_Input data_
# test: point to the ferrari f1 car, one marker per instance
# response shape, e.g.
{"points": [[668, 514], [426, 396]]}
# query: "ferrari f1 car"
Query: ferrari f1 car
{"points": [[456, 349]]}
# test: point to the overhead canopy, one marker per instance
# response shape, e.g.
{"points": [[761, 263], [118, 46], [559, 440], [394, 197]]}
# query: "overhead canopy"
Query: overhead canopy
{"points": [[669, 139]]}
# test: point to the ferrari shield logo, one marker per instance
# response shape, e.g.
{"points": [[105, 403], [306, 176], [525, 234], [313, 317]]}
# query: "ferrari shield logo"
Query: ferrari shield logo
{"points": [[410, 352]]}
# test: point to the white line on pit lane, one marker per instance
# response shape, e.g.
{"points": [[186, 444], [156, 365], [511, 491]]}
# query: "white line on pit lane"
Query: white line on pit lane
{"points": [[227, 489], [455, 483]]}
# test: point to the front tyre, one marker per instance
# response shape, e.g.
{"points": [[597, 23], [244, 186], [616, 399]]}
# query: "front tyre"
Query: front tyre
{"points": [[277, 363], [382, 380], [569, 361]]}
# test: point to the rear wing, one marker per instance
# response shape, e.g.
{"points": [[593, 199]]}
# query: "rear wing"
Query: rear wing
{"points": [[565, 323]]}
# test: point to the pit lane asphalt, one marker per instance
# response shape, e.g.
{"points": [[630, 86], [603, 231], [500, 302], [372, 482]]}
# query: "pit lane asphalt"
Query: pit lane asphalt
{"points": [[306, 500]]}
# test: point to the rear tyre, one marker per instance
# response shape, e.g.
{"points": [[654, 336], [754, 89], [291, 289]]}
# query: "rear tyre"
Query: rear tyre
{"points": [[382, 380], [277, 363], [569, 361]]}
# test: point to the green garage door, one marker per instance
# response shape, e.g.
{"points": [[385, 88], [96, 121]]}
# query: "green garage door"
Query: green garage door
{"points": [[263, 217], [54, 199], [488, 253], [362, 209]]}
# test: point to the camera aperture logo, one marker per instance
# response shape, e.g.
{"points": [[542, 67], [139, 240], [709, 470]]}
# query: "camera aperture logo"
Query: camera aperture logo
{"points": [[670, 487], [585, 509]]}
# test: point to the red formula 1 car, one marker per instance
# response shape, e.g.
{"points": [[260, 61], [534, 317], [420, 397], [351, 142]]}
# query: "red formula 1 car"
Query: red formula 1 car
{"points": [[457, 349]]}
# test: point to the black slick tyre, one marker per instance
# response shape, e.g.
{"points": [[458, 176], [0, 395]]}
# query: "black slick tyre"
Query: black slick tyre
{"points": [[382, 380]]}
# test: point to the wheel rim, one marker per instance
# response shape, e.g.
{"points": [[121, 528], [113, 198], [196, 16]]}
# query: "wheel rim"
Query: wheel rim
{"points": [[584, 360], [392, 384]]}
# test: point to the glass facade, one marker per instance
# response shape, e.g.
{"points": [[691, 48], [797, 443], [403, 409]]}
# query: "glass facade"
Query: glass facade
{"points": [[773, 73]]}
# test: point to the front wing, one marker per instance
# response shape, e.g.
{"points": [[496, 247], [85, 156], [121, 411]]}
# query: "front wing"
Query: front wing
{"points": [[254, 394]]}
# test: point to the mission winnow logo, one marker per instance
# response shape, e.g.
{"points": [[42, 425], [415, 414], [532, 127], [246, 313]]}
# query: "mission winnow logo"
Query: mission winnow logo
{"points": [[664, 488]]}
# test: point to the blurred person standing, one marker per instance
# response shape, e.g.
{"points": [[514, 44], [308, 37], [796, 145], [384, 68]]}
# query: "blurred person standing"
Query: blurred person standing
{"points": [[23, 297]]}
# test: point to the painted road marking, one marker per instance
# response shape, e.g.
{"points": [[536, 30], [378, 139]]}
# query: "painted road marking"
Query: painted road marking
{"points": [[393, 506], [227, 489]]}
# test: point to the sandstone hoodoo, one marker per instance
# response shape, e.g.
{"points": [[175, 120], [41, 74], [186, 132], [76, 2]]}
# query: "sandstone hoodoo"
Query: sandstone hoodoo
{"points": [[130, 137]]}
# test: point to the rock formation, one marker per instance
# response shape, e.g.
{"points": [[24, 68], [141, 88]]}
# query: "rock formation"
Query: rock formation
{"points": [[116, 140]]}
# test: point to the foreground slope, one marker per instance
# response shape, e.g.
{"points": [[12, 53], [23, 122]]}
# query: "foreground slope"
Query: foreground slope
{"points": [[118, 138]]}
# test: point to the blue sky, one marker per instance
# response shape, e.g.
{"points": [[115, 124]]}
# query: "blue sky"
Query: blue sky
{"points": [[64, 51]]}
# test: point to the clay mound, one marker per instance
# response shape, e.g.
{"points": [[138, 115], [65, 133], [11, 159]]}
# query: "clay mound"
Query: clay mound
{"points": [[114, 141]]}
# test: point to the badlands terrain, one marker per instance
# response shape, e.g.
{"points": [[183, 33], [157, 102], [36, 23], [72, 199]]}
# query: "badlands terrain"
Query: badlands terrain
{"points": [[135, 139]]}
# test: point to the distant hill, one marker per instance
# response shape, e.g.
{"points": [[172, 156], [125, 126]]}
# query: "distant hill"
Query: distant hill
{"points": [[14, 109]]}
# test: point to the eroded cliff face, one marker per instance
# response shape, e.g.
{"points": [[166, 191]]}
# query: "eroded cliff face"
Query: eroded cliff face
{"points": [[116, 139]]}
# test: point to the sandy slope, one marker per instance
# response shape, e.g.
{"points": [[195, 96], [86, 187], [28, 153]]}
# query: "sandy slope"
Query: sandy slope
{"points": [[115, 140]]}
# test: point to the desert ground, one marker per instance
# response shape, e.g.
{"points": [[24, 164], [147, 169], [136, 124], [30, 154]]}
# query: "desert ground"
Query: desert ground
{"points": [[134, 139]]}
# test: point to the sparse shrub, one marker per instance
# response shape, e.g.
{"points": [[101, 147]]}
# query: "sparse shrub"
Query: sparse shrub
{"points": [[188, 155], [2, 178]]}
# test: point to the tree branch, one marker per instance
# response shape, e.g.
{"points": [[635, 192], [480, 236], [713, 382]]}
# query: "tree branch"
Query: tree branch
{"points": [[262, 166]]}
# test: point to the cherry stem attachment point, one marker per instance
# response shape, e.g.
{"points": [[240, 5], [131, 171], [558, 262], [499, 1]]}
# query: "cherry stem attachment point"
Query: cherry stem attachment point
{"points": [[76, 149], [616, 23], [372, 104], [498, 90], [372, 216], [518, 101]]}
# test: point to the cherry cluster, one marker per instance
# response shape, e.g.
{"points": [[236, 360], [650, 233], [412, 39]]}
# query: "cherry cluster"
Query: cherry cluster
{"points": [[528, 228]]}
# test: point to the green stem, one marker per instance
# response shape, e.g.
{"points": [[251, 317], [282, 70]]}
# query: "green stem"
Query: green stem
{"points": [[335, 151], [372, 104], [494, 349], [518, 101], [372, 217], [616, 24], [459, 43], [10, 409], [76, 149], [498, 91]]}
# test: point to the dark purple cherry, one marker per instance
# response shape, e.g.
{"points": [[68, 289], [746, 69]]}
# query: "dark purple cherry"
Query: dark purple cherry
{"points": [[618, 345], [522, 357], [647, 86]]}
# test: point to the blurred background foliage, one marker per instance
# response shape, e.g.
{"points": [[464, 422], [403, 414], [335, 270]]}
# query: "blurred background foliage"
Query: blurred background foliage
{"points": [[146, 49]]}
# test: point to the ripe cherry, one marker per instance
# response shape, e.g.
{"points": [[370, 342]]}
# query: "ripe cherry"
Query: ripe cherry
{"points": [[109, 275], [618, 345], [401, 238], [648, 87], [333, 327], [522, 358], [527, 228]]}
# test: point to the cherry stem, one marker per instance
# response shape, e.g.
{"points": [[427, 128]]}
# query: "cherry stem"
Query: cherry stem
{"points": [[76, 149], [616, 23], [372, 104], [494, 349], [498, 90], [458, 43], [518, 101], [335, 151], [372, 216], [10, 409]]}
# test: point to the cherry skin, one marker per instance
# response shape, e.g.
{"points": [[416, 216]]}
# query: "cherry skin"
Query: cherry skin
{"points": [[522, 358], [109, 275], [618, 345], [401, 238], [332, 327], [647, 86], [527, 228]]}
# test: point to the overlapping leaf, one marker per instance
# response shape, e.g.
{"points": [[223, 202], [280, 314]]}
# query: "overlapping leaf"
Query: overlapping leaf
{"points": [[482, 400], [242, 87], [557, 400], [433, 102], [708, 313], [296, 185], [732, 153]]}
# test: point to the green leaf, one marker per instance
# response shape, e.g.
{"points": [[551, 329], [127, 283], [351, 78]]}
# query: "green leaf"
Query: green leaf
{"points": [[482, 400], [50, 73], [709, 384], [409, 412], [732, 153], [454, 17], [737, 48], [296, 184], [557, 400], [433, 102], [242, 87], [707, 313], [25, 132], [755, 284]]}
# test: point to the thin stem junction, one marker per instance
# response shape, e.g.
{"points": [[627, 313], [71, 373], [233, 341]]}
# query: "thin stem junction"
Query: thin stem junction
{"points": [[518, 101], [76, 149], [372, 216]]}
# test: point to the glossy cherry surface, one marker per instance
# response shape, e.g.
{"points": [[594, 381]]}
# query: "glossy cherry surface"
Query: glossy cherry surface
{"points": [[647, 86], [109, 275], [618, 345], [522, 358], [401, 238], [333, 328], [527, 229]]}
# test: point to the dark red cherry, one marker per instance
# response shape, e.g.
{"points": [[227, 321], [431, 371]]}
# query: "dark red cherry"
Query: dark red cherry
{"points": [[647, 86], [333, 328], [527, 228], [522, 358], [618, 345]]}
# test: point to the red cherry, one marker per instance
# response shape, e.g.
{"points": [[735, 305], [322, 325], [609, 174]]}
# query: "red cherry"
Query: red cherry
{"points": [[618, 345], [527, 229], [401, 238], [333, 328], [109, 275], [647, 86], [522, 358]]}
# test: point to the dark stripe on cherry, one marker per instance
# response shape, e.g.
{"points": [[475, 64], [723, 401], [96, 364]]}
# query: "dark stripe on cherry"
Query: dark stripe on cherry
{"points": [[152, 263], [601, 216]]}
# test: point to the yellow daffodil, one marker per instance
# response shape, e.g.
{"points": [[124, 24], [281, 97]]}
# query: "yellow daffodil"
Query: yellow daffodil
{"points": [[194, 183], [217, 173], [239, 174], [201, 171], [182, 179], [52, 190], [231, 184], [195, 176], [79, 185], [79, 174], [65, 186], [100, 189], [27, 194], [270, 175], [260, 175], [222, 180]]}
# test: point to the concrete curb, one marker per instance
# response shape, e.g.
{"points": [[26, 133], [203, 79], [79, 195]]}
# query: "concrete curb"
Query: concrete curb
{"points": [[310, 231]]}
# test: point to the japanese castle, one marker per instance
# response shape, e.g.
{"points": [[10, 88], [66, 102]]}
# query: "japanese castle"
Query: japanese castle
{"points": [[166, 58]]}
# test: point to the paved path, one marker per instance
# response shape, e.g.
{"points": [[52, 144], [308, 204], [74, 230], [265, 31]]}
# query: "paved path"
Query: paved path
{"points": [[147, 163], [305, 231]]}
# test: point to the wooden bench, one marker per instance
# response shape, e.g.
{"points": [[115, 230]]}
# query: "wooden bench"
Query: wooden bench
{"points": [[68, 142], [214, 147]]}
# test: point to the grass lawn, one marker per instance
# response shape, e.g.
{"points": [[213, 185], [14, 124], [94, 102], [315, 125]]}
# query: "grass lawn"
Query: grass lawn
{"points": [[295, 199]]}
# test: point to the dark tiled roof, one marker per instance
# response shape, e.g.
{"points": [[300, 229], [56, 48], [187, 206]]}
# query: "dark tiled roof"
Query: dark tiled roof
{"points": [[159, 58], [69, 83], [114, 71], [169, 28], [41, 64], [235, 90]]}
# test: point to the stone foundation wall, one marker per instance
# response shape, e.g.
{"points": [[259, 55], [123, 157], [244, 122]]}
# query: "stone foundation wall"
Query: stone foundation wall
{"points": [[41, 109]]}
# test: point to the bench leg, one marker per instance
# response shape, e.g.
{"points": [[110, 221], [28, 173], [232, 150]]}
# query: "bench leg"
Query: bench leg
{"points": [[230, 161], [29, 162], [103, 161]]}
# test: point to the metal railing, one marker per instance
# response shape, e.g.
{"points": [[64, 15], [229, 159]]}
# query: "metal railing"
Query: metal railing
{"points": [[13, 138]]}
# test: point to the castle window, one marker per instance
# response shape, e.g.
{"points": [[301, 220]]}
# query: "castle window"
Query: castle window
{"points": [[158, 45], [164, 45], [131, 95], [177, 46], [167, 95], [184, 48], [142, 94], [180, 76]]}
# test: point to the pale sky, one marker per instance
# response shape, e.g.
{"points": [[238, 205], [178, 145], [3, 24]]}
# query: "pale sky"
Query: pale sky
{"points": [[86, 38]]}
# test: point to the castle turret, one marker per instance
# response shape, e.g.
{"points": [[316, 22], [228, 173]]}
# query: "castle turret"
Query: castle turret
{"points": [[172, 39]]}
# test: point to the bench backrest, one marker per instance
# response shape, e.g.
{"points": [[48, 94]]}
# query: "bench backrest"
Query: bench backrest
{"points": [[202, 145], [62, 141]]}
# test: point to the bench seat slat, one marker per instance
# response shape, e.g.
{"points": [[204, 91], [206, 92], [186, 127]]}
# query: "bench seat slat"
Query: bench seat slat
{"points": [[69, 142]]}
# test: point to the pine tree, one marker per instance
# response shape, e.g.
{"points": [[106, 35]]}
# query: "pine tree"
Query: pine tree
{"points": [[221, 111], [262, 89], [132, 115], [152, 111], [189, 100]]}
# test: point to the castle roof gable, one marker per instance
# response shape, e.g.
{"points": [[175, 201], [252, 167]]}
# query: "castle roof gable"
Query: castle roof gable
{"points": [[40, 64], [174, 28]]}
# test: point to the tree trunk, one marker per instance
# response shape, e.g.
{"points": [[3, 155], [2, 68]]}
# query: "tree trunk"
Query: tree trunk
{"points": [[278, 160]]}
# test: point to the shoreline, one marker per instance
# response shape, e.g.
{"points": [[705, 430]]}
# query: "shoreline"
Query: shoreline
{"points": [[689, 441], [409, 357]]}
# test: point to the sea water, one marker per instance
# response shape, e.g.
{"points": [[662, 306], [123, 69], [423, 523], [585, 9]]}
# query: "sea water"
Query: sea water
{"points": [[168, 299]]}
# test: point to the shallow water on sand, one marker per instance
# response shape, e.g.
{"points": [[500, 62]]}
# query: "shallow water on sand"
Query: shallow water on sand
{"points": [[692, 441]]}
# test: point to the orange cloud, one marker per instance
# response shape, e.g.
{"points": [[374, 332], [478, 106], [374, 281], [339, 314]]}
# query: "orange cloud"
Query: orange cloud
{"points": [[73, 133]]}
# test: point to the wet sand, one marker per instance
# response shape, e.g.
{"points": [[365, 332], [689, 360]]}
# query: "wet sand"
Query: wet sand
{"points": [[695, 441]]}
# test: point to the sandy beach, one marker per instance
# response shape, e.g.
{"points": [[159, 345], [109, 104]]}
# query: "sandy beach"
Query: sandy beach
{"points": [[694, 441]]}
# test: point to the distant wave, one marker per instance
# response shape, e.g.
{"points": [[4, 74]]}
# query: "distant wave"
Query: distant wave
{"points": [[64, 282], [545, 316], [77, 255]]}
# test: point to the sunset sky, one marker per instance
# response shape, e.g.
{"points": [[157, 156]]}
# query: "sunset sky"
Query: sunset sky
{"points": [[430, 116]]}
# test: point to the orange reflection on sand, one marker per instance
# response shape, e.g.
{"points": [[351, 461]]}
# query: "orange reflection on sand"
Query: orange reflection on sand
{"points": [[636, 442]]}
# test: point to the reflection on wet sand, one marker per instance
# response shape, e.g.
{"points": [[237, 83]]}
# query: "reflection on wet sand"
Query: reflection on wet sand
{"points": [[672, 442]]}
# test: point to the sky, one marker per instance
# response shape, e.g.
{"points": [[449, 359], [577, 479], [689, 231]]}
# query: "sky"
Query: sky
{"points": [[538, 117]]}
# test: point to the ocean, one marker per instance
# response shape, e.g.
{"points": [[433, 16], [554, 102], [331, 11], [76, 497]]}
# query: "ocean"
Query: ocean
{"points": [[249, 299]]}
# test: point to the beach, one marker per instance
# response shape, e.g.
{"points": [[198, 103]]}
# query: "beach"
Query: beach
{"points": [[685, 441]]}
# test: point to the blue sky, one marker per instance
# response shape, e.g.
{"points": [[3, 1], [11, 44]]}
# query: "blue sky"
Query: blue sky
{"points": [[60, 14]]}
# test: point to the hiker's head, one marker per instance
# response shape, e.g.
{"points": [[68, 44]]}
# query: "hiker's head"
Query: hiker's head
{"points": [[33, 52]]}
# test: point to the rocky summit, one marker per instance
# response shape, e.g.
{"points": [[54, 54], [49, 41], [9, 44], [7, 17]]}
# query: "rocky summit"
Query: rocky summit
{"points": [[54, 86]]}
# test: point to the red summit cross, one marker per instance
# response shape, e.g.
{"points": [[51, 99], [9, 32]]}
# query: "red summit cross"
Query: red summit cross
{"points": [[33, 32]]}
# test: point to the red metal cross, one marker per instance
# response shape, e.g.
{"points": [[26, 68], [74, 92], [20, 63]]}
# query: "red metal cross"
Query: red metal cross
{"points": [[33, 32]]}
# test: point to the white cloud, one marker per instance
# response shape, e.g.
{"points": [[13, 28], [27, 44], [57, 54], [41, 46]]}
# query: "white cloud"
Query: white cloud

_What is needed_
Find the line with "# test: point to the hiker's" in the listing above, then write out that line and each remaining line exactly, with no other text.

_Finished answer_
# test: point to the hiker's head, one marker per instance
# response shape, e.g.
{"points": [[68, 44]]}
# query: "hiker's head"
Query: hiker's head
{"points": [[33, 52]]}
# test: point to the rocky summit, one marker per instance
# response shape, e.g.
{"points": [[54, 54], [49, 41], [9, 44], [7, 17]]}
# query: "rocky summit"
Query: rocky summit
{"points": [[54, 86]]}
# test: point to the red summit cross, one marker per instance
# response shape, e.g.
{"points": [[51, 99], [9, 32]]}
# query: "red summit cross"
Query: red summit cross
{"points": [[33, 32]]}
# test: point to the red metal cross, one marker per instance
# response shape, e.g.
{"points": [[26, 68], [74, 92], [20, 63]]}
# query: "red metal cross"
Query: red metal cross
{"points": [[33, 32]]}
# test: point to the white cloud, one marker per instance
# response shape, e.g.
{"points": [[13, 28], [27, 44], [57, 54], [41, 46]]}
# query: "white cloud"
Query: white cloud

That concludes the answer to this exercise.